### Questions on the material
- A) Transcribe the Life & Mathematics passage word for word, everything from "Tuesday 25 August" down to "Tendulkar is no God.".
- B) Name every real person the Life & Mathematics passage mentions by name.

### Text passage
************

Tuesday 25 August 2015

Life & Mathematics

Do you think you are better than me? Or do you think I am doing better in life than you? Do you think Steve Jobs was a better human than you? Or do you think that Hitler was the worst man that ever lived?

All of us are the same. All humans. All animals. All plants. All rivers. All rocks. All mass. All energy.

It is just as it happened that you are where you are in your life, and I am where I am. What Osama Bin Laden did was something that he did because of the shoes he was in. Sachin Tendulkar is no God.

We are just fragments of humanity whose life happens to be a particular permutation based on certain probabilities, which depend on our genetic build-up and the circumstances that we are in. And on how the universe has developed right from when it began to when you read this word. Osama was just the drop of urine which bounces back on your hand when you piss in a urinal. It sucks, yes. But it had nothing to do with how it happened to be the one in a million. It was just a probabilistic event. Something that had to happen.

We say that there are murderers in our society. But then, in a population of billions, there have to be all kinds of people, right? There have to be men who rape women, and then there are men who aren’t attracted to women. There are all kinds of probabilities that can happen. Therefore they exist.

************

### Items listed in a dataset
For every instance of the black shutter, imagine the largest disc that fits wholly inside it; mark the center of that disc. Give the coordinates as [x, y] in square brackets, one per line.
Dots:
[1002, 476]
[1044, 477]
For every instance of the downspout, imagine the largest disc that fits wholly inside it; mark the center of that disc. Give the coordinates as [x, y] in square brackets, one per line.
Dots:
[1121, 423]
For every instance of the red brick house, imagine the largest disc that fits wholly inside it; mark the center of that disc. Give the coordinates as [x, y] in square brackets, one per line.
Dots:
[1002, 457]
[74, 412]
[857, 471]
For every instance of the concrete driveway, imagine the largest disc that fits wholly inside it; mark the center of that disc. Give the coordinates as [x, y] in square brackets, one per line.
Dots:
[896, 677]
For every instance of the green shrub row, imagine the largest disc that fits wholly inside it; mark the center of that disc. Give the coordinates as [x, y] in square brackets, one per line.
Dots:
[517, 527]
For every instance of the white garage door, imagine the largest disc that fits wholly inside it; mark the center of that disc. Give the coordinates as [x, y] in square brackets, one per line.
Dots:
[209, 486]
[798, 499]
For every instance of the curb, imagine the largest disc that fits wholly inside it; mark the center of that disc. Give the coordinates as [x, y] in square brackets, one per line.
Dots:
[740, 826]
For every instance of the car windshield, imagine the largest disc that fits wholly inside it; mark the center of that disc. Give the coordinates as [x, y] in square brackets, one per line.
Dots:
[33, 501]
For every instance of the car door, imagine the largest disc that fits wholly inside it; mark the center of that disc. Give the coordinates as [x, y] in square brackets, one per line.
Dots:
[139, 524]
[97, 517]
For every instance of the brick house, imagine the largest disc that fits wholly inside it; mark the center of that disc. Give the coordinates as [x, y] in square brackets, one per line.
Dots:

************

### Exercise responses
- A)
Tuesday 25 August 2015

Life & Mathematics

Do you think you are better than me? Or do you think I am doing better in life than you? Do you think Steve Jobs was a better human than you? Or do you think that Hitler was the worst man that ever lived?

All of us are the same. All humans. All animals. All plants. All rivers. All rocks. All mass. All energy.

It is just as it happened that you are where you are in your life, and I am where I am. What Osama Bin Laden did was something that he did because of the shoes he was in. Sachin Tendulkar is no God.

- B) Steve Jobs, Hitler, Osama Bin Laden, Sachin Tendulkar